──────── RECORDS SHOWN ────────

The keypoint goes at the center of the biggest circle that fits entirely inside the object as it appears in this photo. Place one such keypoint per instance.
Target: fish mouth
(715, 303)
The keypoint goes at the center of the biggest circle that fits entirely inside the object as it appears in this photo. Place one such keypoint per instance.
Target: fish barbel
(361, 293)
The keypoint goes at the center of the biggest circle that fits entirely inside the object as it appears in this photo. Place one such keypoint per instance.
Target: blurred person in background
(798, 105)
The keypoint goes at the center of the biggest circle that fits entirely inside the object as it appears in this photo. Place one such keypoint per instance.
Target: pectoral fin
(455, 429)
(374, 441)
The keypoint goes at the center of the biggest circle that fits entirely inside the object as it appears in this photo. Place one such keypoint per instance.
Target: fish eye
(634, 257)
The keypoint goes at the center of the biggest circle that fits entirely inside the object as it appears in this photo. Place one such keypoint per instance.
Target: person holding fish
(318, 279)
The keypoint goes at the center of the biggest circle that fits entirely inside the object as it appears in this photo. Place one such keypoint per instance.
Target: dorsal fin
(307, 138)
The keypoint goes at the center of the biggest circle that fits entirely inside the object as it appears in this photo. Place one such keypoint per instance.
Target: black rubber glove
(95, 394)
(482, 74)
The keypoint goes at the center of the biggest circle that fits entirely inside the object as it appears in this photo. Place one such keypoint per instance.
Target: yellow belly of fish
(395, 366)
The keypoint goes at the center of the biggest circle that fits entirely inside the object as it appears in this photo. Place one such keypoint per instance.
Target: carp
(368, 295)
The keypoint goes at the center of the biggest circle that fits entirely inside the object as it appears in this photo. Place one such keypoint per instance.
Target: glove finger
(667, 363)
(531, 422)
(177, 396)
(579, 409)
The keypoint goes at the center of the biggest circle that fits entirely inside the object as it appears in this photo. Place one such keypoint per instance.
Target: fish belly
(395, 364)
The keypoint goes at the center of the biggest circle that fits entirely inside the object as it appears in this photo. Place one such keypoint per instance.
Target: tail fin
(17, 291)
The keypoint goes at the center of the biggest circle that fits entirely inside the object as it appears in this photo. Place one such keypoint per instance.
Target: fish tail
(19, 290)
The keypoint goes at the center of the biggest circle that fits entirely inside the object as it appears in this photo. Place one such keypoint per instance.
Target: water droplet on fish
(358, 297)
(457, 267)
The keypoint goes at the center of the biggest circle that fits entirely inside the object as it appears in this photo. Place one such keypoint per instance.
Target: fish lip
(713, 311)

────────

Word for word, copy out the records.

EXERCISE ANSWER:
The keypoint goes at the center of the biggest circle that fits entirely inside the object as it appears in this photo. Place one such keypoint per instance.
Target: fish mouth
(715, 303)
The keypoint goes at the center of the biggest circle that fits entirely inside the object as it appears in this photo. Place one such keypoint per instance.
Target: fish barbel
(361, 293)
The keypoint goes at the center of the biggest circle that fits entirely inside the object as it appears in this photo. Place one such keypoint per instance.
Target: blurred person in background
(798, 105)
The keypoint goes at the center of the biggest circle that fits entirely inside the object as it appears in this photo. Place one such keypoint per instance.
Target: pectoral fin
(455, 429)
(374, 441)
The keypoint goes at the center of the biggest circle that fits entirely inside the object as it appears in this photo. Place one such keypoint per instance.
Target: fish eye
(634, 257)
The keypoint goes at the center of the biggest circle that fits entirely inside the object as it appears in this photo. Place one such keypoint per instance.
Target: person holding fish
(318, 279)
The keypoint goes at the center of the biggest circle that fits entirely inside the object as it appears in this photo. Place one such keypoint per instance.
Target: dorsal fin
(307, 138)
The keypoint goes at the center of the biggest circle that fits entirely inside the object as it appears in this photo. Place one such keypoint per instance.
Target: black rubber glove
(95, 394)
(482, 74)
The keypoint goes at the center of the biggest circle that fits entirely inside the object as it appears in this photo. Place one such keypoint per instance.
Target: yellow belly of fish
(395, 366)
The keypoint goes at the center of the biggest circle that fits entirely inside the object as it appears in this photo. Place one such keypoint per instance.
Target: carp
(368, 295)
The keypoint goes at the center of the biggest circle that fits entirely inside the object as it appears in this photo. Place one such keypoint per instance.
Target: glove finger
(667, 363)
(531, 422)
(177, 396)
(579, 409)
The keypoint goes at the center of the biggest circle that fits entirely inside the object as it appears in this photo. Place one such keypoint per instance.
Target: fish belly
(395, 364)
The keypoint goes at the center of the biggest circle that fits entirely inside the object as it appears in this photo. Place one such keypoint per instance.
Target: tail fin
(17, 291)
The keypoint goes at the center of the biggest circle that fits entirely inside the object as it appears in this photo. Place one such keypoint per instance.
Target: fish tail
(19, 290)
The keypoint goes at the center of the biggest circle that fits entirely inside the object as it appears in this photo. Place one such keypoint per instance.
Target: water droplet on fish
(358, 297)
(457, 267)
The keypoint goes at the center of the biggest circle that fits entirely inside the object as it appears in this photo. Place one such keypoint per instance.
Target: fish lip
(713, 311)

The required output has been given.